* **Prompt**:
Can you reproduce, word for word, the part of the listing that opens with the line containing "Target: purple striped lip" and runs through the end of the listing?

# # # #

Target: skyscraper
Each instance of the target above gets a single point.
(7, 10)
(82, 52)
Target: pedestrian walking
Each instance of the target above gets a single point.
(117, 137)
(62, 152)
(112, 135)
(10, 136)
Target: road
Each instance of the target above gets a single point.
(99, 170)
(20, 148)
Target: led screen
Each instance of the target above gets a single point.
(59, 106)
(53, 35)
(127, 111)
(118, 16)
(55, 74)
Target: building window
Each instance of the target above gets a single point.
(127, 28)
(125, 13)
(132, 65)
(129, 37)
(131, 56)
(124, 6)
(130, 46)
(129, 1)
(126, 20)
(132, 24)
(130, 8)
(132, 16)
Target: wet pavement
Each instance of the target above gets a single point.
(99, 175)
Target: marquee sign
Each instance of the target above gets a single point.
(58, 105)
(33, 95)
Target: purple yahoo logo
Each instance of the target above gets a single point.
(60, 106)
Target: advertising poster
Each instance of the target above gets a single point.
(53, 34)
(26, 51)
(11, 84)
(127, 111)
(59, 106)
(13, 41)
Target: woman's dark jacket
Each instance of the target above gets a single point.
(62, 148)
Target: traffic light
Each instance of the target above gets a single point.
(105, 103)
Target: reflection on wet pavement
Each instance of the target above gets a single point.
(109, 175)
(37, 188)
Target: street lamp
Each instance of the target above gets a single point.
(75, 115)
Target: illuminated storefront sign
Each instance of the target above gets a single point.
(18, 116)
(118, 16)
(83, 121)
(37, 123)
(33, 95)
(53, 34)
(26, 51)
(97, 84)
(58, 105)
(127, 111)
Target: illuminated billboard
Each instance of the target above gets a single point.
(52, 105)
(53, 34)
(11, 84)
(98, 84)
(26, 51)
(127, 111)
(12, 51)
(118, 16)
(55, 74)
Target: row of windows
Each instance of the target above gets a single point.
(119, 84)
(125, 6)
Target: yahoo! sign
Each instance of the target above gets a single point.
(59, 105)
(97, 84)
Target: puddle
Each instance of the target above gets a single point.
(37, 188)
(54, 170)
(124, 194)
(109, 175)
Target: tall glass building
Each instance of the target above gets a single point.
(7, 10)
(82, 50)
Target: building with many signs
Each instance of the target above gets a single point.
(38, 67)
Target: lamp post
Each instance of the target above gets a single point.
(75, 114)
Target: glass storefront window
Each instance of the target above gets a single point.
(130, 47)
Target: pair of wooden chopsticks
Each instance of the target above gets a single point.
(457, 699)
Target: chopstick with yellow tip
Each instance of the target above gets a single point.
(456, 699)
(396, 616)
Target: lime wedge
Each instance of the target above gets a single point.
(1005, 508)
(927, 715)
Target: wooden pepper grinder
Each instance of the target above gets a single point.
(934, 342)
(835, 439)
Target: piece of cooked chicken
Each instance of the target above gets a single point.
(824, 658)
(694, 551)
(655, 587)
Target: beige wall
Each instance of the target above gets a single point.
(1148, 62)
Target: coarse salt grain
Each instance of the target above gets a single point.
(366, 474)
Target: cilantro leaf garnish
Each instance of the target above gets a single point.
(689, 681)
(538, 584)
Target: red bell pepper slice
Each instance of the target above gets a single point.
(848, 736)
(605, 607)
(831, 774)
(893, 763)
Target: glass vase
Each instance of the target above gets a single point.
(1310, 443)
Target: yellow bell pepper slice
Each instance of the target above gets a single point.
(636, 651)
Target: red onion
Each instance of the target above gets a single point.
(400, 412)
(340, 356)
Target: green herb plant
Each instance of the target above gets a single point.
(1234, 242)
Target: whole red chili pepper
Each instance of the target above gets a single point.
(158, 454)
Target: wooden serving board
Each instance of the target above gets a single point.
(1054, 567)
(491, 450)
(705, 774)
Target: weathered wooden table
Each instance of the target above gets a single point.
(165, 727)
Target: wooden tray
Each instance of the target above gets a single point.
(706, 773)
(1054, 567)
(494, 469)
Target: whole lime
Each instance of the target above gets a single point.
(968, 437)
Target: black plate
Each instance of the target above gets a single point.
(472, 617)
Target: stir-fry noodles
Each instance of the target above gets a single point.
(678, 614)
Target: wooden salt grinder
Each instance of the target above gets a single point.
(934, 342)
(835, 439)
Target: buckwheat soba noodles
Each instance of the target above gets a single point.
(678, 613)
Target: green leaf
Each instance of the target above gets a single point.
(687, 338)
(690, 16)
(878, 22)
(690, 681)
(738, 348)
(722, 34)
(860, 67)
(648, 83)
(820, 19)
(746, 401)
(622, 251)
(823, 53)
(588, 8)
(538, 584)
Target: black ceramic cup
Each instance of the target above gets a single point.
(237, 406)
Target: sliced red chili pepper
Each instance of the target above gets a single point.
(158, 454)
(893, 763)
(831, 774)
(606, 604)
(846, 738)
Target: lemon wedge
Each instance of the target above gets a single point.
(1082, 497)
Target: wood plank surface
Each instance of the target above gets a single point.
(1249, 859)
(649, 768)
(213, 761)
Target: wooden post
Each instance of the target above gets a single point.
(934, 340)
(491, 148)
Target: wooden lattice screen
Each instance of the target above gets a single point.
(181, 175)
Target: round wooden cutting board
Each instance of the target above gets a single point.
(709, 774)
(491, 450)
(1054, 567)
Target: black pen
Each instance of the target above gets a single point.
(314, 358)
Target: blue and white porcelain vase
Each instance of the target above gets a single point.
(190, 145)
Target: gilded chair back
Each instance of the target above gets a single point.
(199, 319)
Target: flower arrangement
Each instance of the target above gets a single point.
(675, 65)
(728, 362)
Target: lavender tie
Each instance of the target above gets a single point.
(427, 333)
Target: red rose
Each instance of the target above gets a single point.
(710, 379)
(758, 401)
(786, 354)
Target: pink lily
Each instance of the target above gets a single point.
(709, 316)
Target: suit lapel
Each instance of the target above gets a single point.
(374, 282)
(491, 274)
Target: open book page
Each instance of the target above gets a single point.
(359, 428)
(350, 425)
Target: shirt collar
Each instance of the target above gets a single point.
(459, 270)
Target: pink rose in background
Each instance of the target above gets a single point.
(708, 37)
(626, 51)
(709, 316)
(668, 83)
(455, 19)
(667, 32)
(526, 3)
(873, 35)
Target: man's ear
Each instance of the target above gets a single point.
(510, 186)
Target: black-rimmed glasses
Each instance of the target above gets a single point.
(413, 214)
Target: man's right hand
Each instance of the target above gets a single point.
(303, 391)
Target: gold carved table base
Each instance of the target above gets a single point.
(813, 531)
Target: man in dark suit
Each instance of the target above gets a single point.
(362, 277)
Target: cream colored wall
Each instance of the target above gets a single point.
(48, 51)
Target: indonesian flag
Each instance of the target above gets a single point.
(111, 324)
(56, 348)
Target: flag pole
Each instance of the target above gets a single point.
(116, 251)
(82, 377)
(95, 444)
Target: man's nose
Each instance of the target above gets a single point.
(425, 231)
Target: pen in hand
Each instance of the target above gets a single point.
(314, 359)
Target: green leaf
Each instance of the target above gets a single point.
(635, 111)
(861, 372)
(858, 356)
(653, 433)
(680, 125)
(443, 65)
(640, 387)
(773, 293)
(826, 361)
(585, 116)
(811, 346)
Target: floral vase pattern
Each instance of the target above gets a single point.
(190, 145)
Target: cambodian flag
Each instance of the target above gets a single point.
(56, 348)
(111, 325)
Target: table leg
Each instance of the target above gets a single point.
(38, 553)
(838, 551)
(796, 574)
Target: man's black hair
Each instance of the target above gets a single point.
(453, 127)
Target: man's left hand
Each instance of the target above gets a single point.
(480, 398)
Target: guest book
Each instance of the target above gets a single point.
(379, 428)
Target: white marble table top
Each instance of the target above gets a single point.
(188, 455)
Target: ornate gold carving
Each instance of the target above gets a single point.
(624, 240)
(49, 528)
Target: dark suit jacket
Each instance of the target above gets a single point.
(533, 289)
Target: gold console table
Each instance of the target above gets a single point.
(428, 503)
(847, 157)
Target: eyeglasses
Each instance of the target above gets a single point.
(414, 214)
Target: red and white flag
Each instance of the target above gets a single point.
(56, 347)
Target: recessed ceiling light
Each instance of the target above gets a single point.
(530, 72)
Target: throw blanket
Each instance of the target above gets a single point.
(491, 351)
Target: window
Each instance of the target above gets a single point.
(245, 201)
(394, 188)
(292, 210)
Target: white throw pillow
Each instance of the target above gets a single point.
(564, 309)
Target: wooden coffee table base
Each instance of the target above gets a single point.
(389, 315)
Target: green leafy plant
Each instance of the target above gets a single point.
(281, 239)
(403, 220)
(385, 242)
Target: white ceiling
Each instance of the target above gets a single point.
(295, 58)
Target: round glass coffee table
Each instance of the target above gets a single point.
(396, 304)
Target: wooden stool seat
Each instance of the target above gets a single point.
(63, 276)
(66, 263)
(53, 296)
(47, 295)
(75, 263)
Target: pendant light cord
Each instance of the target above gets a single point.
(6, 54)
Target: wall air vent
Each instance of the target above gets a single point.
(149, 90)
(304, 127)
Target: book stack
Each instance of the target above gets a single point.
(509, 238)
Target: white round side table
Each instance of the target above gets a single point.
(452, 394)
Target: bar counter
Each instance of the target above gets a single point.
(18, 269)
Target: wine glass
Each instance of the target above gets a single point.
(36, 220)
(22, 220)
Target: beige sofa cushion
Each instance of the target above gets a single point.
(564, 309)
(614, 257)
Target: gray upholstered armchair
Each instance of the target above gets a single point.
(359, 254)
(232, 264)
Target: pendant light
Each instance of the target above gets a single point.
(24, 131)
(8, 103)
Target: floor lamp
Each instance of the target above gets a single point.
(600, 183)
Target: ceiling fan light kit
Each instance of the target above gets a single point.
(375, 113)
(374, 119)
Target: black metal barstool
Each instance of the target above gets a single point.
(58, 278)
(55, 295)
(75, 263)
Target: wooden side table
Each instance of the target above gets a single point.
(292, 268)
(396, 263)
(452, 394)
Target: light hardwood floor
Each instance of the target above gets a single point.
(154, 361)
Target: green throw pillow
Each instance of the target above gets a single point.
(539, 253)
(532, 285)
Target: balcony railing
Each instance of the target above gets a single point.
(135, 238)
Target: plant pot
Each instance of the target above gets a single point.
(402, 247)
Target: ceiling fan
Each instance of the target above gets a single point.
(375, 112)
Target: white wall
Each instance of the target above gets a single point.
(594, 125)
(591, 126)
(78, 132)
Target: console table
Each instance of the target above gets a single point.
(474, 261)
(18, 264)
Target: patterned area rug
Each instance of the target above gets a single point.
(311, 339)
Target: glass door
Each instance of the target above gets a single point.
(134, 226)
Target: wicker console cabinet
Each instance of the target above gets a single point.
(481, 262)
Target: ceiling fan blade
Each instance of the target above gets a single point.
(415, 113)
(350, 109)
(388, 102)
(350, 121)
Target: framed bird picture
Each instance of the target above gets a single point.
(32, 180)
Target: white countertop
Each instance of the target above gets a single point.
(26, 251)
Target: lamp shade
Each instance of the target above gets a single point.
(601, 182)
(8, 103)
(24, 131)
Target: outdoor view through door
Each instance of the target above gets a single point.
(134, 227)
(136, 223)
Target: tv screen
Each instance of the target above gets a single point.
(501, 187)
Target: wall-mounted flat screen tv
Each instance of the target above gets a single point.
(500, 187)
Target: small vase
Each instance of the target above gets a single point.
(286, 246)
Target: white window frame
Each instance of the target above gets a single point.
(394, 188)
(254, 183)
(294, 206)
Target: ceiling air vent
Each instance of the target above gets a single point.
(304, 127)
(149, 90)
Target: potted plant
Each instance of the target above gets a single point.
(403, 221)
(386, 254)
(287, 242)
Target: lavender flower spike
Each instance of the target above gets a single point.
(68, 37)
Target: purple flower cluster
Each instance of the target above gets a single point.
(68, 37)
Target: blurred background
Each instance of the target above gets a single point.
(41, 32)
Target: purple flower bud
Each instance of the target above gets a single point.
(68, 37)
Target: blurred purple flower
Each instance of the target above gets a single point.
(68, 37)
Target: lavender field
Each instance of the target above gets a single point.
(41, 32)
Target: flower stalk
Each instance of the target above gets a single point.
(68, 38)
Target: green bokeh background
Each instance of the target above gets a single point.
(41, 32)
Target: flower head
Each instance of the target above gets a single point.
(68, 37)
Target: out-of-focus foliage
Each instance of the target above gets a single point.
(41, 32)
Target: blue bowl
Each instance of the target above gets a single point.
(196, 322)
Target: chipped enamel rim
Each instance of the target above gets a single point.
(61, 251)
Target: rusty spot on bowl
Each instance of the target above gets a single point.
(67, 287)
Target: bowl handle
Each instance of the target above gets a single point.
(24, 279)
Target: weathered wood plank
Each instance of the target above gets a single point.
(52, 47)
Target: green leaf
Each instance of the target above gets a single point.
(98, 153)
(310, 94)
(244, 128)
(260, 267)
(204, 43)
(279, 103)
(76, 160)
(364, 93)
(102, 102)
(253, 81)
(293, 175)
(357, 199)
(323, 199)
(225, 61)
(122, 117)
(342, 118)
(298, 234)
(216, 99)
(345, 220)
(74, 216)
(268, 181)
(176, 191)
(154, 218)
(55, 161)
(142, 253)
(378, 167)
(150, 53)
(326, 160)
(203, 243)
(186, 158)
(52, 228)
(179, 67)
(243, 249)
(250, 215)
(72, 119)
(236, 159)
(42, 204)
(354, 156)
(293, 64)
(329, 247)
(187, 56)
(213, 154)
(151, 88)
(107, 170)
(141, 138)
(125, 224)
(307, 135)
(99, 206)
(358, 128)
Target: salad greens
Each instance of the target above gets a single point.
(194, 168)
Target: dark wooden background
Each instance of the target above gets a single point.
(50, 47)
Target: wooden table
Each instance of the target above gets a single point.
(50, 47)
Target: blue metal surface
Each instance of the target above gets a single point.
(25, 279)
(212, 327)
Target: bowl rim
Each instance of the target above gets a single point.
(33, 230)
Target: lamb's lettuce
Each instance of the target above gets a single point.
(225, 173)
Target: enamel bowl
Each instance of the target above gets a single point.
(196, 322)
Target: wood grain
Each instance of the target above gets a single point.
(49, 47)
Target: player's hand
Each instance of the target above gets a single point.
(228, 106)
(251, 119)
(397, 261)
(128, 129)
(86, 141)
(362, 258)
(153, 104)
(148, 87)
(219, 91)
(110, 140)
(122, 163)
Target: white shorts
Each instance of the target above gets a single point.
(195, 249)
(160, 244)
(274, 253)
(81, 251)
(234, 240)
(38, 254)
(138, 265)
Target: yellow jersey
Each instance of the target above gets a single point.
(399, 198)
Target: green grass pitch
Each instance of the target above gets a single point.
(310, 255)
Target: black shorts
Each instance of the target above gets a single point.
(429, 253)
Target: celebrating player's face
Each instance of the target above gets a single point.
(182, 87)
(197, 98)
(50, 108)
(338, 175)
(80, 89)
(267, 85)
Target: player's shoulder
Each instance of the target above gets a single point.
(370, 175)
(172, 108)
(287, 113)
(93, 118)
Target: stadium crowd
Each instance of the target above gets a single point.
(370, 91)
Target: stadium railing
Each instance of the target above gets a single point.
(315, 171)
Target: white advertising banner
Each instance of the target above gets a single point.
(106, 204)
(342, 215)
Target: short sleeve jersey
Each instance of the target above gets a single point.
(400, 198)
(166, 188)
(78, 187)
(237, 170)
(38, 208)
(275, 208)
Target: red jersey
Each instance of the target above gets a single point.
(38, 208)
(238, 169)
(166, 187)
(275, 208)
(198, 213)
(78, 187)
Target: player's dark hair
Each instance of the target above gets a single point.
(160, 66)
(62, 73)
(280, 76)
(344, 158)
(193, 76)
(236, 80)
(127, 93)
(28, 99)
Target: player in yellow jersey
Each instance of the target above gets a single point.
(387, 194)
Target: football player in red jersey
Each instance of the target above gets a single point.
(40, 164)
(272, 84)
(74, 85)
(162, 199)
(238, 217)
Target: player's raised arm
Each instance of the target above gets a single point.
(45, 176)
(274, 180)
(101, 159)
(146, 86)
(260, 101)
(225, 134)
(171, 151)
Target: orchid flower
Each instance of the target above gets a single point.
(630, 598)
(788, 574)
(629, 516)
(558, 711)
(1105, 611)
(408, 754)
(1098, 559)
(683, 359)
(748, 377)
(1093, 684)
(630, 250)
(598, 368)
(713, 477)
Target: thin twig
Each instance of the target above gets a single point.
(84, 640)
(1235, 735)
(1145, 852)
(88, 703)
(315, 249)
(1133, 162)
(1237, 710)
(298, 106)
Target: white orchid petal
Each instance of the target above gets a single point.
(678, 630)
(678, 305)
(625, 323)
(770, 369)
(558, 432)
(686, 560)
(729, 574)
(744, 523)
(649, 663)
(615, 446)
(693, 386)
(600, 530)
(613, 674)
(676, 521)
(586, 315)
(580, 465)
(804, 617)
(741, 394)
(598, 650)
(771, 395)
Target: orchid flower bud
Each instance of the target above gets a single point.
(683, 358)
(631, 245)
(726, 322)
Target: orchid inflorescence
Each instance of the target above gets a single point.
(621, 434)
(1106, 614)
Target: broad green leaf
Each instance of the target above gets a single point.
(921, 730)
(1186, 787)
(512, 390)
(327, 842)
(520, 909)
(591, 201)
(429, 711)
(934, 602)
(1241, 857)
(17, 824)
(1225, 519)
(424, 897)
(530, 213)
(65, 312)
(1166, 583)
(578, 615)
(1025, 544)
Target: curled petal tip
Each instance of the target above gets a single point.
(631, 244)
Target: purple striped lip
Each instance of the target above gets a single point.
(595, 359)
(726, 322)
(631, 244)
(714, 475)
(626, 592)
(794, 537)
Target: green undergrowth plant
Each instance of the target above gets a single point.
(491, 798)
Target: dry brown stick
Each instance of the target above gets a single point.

# # # #

* **Solution to the exercise**:
Target: purple striped lip
Each instance of the target above gets a single point.
(595, 359)
(726, 322)
(631, 244)
(714, 475)
(626, 592)
(794, 537)
Target: green undergrowth plant
Each instance of the target above gets a single point.
(491, 798)
Target: dry brown stick
Each instance of the target above gets a single point.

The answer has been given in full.